-- PASSAGE PROVIDED --
'''

= Young@Heart Chorus =

Musical ensemble

Young@Heart, also Young@Heart Chorus, is an entertainment group created by and for the elderly, comprised at present of people at least 70 years of age. Some have prior professional theater or music experience, others have performed at amateur level, and some have no experience whatsoever. They are particularly noted for their unconventional covers of rock, punk, and other modern pop music songs.

Founded in 1982 in Northampton, Massachusetts, by Bob Cilman, the members all lived in an elderly housing project, The Walter Salvo House. The first group included elders who lived through both World Wars. One had fought in the Battle of the Somme as a 16-year-old and another, Anna Main, a stand-up comic, lost her husband in the First World War. Main stayed with the group until she was 100 years old. Diamond Lillian Aubrey, who performed with the first two European tours, performed Manfred Mann's "Doo Wah Diddy". In later years, she appeared "on stage" via video, performing the Rolling Stones' "You Can't Always Get What You Want".

In early 1984, Warren Clark, Ralph Intorcio, and Eileen Hall joined the Chorus. Warren and Ralph did female impersonations (Warren took on the persona of Sophie Tucker, and Ralph did a send-up of Carol Channing's "Diamonds Are a Girl's Best Friend"), while Eileen, originally from London, brought an array of different routines, including strip, mime, and the song "Nobody Loves a Fairy When She's...Ninety". The group joined with a group of Latino breakdancers from a local housing project, resulting in Boola Bimini Bop, the first of many collaborations created with different arts groups in town. A few others included: Oh No a Condo (1988) with Cambodian folk artists and punk rockers; Louis Lou I – A Revolting Musical (1991), a re-telling of the French Revolution using Frank Sinatra's songs; and Flaming Saddles (1994) with the Pioneer Valley Gay Men's Chorus.

In 1996, the Young@Heart Chorus performed in Rotterdam, and they did twelve more tours in Europe, Australia, and Canada between 1997 and 2004.

The first documentary film about the Chorus, Forever Young at Heart, premiered at the Northampton Film Festival in Northampton, Massachusetts—the group's hometown—in 2000. Produced by Barbara Allen of Wildrose Productions, the film chronicled the early years of Young@Heart.

Another documentary film about the Chorus appeared on Britain's Channel 4 in 2007. A feature-length version of this documentary was released theatrically in April 2008 by Fox Searchlight Pictures. Group member Fred Knittle, who sang Coldplay's "Fix You" in the film and was a frequent source of comic relief, died on January 1, 2009, from cancer. He was 83.

'''

Sum up the article on the Young@Heart Chorus in two sentences.

-- SUPPLIED DATA --
'''

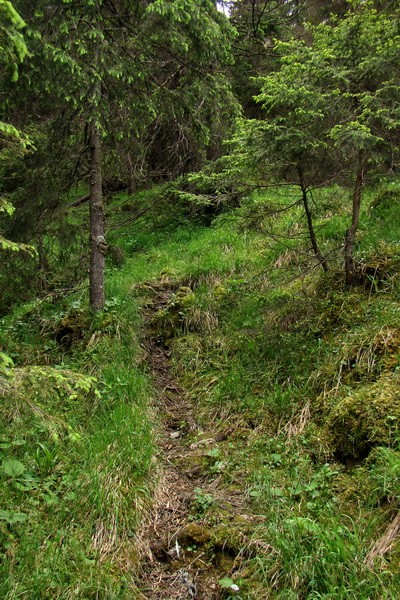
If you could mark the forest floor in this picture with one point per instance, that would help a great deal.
(186, 553)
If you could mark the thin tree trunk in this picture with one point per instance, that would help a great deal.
(351, 231)
(311, 232)
(98, 244)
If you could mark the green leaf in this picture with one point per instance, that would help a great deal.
(13, 468)
(226, 582)
(11, 518)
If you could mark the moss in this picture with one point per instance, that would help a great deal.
(167, 322)
(366, 418)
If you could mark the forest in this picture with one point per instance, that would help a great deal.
(199, 300)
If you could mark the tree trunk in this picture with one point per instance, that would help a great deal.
(311, 232)
(351, 231)
(98, 244)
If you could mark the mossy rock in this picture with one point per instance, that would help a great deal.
(365, 419)
(167, 322)
(72, 327)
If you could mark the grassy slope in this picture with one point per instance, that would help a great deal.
(304, 372)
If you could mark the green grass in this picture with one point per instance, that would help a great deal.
(85, 447)
(302, 371)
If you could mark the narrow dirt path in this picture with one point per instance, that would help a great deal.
(184, 551)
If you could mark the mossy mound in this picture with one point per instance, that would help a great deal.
(167, 321)
(364, 419)
(45, 395)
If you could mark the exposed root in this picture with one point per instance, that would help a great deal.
(180, 556)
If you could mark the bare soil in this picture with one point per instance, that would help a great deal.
(189, 540)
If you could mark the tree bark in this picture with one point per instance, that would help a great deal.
(351, 231)
(311, 232)
(98, 244)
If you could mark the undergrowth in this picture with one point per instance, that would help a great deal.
(296, 376)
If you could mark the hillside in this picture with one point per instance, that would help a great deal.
(226, 428)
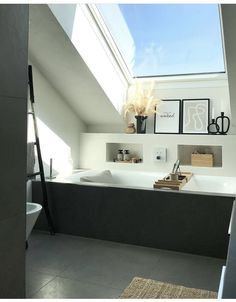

'''

-- EXERCISE SOLUTION --
Young@Heart Chorus, founded by Bob Cilman in 1982 in Northampton, Massachusetts, is an entertainment group of people at least 70 years old, noted for unconventional covers of rock, punk, and other modern pop songs. The group has collaborated with other arts groups in town, toured Europe, Australia, and Canada, and been the subject of documentary films, one of which Fox Searchlight Pictures released theatrically in April 2008.